## DOCUMENT TEXT
◇ ◇ ◇ ◇ ◇ ◇ ◇

The operating losses -- which is the gap between average cost of supply (ACS) and average revenue realised (ARR) per unit of power-- is likely to come down to a range between ₹8,000 crore and ₹10,000 crore from ₹12,000 crore and ₹15,000 crore losses that the discoms reported in the last financial year.
 
“Narrowing operating losses have slowed the pace of debt addition for discoms, leading to improvement in credit metrics,” CRISIL Ratings said in a report that analysed 30 discoms across 11 states which together meet 70 per cent of India’s power demand.
 
However, the dependence of discoms on state subsidies continues with a high overall debt burden.
 
Further improvement in ARR will be required to reach a higher level of cash accruals to service debt. They also remain exposed to risks emanating from the increased open access adoption by commercial and industrial users for sourcing renewable energy. 
 
The efficiency improvement is reflected in the reduction of aggregate technical and commercial (AT&C) losses
 
to 15 per cent last financial year from 19 per cent in 2019-20. This follows continued investments in infrastructure upgradation, including replacement of conductors and transformers, feeder segregation and underground cabling which minimises theft and unmetered sales.

◇ ◇ ◇ ◇ ◇ ◇ ◇

## DATA PROVIDED
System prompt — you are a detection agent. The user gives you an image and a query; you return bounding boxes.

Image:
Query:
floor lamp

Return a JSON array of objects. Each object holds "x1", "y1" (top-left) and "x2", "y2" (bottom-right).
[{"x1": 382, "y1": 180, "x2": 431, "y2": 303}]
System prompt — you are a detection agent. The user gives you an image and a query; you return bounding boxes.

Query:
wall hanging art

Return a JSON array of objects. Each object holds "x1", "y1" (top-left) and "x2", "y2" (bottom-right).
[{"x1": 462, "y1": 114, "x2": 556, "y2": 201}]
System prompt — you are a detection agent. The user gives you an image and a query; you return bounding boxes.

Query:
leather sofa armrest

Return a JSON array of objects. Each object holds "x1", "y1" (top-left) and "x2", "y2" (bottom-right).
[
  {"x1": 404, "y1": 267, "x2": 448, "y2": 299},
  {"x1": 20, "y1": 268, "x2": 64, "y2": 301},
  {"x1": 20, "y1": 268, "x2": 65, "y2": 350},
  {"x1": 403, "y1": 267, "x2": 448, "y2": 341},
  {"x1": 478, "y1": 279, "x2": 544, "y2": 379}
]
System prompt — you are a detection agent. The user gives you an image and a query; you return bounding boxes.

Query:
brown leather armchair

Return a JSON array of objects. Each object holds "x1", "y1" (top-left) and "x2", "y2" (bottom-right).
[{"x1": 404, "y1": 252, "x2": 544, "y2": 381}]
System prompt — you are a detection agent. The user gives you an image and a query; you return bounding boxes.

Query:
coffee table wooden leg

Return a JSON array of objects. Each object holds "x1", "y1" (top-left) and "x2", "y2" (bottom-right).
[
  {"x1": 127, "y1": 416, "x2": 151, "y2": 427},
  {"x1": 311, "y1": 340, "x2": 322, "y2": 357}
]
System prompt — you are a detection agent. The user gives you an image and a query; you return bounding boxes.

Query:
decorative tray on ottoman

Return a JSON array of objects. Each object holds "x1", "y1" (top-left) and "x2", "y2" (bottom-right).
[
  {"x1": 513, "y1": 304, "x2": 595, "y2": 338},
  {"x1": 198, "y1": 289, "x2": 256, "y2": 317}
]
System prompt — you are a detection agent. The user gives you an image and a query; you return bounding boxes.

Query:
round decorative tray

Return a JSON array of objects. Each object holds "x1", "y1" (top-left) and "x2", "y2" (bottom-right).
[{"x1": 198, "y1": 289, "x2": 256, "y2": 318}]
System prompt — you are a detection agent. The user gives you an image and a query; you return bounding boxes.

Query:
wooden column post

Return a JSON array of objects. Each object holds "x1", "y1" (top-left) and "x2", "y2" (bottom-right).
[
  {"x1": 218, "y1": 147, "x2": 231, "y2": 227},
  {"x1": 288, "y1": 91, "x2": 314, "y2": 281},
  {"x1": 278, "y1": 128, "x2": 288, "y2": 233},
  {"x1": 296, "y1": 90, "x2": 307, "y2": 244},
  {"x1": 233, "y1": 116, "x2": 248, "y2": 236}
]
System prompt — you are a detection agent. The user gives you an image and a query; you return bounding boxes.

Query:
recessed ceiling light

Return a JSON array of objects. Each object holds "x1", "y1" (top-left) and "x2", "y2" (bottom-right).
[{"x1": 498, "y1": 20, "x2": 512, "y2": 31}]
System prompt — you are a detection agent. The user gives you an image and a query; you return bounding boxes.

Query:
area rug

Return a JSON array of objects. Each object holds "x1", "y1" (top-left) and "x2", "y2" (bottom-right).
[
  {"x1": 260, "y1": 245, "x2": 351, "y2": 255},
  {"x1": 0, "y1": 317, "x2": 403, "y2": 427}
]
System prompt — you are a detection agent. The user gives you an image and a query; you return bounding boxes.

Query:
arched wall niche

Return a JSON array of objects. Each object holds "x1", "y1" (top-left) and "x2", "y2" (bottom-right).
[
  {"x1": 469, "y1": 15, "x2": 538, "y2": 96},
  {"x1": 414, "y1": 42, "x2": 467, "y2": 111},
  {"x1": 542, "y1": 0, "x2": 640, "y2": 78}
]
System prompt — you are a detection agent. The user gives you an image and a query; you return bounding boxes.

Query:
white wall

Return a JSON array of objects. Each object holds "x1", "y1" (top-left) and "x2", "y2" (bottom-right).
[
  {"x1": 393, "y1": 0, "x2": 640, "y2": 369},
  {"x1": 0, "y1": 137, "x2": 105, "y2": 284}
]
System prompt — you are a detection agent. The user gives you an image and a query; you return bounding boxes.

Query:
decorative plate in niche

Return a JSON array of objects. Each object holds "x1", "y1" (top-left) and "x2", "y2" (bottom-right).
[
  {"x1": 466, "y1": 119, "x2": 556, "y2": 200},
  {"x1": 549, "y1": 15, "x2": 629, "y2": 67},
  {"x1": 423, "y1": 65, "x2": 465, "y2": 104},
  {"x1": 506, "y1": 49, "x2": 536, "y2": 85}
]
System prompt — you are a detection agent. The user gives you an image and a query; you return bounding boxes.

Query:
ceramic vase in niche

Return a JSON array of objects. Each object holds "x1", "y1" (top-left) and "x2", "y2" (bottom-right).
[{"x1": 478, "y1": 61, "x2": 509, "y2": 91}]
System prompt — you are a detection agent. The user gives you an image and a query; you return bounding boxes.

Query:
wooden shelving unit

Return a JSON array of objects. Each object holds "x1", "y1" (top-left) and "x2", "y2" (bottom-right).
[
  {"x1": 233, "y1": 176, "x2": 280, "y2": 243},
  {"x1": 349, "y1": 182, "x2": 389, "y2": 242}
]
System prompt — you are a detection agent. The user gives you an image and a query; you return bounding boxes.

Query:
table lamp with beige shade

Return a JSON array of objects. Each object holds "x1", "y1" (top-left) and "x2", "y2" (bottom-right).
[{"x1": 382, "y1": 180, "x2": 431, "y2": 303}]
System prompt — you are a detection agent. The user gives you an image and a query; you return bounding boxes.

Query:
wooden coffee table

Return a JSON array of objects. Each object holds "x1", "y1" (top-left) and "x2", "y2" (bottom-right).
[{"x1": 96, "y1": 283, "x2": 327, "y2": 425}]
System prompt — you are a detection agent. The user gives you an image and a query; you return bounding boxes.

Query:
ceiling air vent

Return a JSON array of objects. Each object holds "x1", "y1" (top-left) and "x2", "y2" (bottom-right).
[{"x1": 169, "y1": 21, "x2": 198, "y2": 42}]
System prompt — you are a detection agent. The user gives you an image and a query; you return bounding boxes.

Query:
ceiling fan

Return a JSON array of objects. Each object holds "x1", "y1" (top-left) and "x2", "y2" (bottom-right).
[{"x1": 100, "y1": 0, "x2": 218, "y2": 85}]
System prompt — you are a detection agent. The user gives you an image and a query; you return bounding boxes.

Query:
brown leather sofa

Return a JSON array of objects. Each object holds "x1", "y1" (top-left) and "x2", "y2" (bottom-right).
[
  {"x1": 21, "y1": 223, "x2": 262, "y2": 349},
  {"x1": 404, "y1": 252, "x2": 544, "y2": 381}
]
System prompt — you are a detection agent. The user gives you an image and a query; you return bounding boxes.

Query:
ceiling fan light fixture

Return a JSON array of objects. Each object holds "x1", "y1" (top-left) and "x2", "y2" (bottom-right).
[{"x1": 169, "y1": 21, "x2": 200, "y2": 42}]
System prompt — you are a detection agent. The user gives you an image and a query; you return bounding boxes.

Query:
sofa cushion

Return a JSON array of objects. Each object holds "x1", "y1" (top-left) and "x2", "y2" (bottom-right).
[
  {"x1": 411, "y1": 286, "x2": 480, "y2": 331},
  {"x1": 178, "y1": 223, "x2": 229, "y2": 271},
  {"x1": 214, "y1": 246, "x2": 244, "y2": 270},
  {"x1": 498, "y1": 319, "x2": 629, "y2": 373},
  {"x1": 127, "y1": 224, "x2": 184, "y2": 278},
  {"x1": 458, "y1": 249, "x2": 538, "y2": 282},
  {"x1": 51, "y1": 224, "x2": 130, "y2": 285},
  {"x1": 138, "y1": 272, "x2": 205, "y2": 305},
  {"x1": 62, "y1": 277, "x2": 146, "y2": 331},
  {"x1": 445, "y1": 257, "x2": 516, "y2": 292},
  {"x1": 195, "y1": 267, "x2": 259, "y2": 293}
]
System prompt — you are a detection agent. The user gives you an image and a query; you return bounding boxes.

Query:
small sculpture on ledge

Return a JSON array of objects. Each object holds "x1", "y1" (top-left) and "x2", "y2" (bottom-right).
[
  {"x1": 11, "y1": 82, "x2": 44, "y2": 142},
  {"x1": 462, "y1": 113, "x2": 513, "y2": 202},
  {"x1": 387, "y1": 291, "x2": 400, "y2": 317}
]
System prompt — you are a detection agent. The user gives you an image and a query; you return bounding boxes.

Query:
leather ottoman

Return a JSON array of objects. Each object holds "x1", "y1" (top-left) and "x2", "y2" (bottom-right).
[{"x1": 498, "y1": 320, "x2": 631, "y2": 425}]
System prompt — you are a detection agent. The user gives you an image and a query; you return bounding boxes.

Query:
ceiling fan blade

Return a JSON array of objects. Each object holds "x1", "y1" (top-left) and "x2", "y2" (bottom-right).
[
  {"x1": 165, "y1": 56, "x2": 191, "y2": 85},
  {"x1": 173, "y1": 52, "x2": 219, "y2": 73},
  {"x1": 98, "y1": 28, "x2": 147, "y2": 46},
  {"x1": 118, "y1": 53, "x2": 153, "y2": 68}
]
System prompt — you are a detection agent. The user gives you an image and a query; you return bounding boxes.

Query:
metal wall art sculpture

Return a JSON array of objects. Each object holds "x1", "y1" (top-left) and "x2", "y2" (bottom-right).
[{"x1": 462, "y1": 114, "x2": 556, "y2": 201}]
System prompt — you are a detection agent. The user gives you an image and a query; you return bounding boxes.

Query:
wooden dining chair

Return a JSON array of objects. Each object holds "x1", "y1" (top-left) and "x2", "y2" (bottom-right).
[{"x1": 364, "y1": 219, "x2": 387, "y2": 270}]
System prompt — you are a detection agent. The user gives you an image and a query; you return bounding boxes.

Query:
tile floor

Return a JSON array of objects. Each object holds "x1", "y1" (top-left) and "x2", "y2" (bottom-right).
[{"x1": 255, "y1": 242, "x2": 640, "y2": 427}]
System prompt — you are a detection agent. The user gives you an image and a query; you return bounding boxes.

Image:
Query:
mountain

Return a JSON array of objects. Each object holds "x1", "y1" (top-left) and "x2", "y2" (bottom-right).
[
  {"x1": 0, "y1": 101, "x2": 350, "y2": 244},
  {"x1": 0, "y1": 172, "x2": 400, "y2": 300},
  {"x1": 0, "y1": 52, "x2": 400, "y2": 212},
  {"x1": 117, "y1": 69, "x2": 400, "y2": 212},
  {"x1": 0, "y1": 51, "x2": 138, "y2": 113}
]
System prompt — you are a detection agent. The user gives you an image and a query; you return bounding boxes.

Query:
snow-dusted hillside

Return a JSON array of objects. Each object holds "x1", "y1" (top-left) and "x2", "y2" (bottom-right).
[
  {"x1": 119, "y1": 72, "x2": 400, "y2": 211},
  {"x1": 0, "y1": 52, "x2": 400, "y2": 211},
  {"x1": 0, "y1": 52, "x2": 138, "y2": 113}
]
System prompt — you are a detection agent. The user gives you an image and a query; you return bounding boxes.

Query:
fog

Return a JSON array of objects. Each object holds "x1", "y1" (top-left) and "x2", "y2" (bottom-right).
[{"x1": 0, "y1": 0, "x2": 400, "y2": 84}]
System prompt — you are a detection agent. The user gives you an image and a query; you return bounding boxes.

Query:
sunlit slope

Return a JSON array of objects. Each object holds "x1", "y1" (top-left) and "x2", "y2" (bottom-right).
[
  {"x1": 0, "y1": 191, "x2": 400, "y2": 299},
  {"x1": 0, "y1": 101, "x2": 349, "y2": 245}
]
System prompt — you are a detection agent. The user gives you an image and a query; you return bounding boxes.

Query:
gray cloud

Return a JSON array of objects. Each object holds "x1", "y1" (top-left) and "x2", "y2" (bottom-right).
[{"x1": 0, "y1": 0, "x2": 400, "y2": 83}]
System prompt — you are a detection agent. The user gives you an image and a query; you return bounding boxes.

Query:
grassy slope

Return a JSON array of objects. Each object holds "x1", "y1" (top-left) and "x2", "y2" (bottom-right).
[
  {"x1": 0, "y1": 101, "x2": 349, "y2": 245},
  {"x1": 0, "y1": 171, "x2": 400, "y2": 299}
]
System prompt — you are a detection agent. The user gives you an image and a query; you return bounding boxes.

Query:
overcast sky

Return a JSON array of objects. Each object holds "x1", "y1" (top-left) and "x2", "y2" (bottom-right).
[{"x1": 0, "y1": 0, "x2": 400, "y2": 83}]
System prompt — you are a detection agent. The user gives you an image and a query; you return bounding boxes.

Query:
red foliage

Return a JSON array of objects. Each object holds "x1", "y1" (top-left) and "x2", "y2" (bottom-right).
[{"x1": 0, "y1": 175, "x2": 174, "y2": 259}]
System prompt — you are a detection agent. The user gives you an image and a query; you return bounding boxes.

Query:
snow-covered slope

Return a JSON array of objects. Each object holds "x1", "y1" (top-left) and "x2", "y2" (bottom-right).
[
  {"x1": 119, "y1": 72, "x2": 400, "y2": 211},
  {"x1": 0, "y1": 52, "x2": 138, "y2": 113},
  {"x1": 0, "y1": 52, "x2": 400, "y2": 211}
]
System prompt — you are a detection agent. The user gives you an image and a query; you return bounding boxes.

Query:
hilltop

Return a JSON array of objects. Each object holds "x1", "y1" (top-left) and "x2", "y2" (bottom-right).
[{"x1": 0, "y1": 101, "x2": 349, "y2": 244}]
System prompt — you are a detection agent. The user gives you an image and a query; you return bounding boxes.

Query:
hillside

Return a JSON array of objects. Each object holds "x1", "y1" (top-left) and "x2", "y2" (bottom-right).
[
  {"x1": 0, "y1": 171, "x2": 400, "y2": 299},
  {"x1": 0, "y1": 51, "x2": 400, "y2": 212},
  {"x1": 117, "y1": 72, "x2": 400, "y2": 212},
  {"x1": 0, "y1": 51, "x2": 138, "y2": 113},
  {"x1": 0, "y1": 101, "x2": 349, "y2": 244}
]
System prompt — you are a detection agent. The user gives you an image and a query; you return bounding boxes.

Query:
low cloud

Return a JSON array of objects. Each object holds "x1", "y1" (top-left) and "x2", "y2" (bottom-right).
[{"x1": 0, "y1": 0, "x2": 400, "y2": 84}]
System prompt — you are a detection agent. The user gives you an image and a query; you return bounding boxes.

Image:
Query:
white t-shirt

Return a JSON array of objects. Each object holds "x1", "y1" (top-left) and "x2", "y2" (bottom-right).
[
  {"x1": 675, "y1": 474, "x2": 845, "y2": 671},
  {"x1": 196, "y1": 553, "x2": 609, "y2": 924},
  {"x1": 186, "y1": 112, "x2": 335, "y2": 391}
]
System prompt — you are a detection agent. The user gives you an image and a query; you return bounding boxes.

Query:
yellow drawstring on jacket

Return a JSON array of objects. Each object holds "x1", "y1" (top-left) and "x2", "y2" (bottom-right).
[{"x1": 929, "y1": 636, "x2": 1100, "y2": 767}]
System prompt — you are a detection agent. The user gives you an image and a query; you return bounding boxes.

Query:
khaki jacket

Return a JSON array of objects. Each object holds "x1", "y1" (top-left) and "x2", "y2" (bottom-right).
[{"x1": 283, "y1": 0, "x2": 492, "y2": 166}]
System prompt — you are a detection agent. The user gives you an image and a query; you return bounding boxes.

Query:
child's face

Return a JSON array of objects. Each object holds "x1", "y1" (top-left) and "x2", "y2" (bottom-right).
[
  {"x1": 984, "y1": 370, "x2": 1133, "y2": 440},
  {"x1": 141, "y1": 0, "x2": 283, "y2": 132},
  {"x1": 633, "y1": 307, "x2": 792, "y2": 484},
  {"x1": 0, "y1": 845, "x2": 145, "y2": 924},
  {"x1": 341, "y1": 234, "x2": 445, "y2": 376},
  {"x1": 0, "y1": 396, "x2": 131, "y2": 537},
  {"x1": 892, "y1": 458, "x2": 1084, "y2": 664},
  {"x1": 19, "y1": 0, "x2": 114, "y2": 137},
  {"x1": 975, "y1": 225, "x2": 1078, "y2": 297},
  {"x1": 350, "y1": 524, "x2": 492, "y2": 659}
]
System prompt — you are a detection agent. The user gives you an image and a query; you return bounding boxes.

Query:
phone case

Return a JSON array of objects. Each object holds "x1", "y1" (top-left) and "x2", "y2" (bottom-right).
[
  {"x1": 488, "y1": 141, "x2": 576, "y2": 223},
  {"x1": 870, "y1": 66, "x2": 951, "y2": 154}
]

◇ ◇ ◇ ◇ ◇ ◇ ◇

## TASKS TO PERFORM
1. Translate this sentence from the passage on the finances of India's power distribution companies into Spanish: "However, the dependence of discoms on state subsidies continues with a high overall debt burden."
2. Carry on the passage about the finances of India's power distribution companies, beginning right after its last sentence.

## ANSWER LIST
1. Sin embargo, la dependencia de las discoms de los subsidios estatales continúa, con una elevada carga de deuda total.

2.
“For this financial year, the operating gap is expected to narrow to 5-10 paise from 12 paise last financial year
 
and well below the 60 paise in 2020. The improvement will be driven by approved tariff hikes and the removal
 
of compensation cess on coal as part of goods and services tax (GST) rationalisation, which will bring down the average power purchase cost (APPC) by 4-6 paise per unit,” said Manish Gupta, deputy chief ratings officer, Crisil Ratings.
 
The operating gap of discoms has narrowed over the past five years driven by 110 paise per unit increase in
 
ARR on account of higher subsidy realisation and the adoption of fuel and power purchase price adjustment mechanism.
 
The average cost of supply has risen slower, by 65 paise per unit because of improvement in operational efficiency, as reflected in lower AT&C losses, and increased integration of relatively economical renewable energy.
 
Despite this, the discoms remain dependent on state governments to sustain their operations, with subsidy realisation expected at ₹2.3 trillion this financial year, more than double that in 2019-20. 
 
While the debt of the 30 state discoms will increase to ₹6.7 - ₹6.8 trillion this financial year from ₹6.5 trillion last financial year and ₹4 trillion in 2019-20, their interest coverage will improve to 1.3 times from 1.2 times last financial year and 0.2 times in 2019-20.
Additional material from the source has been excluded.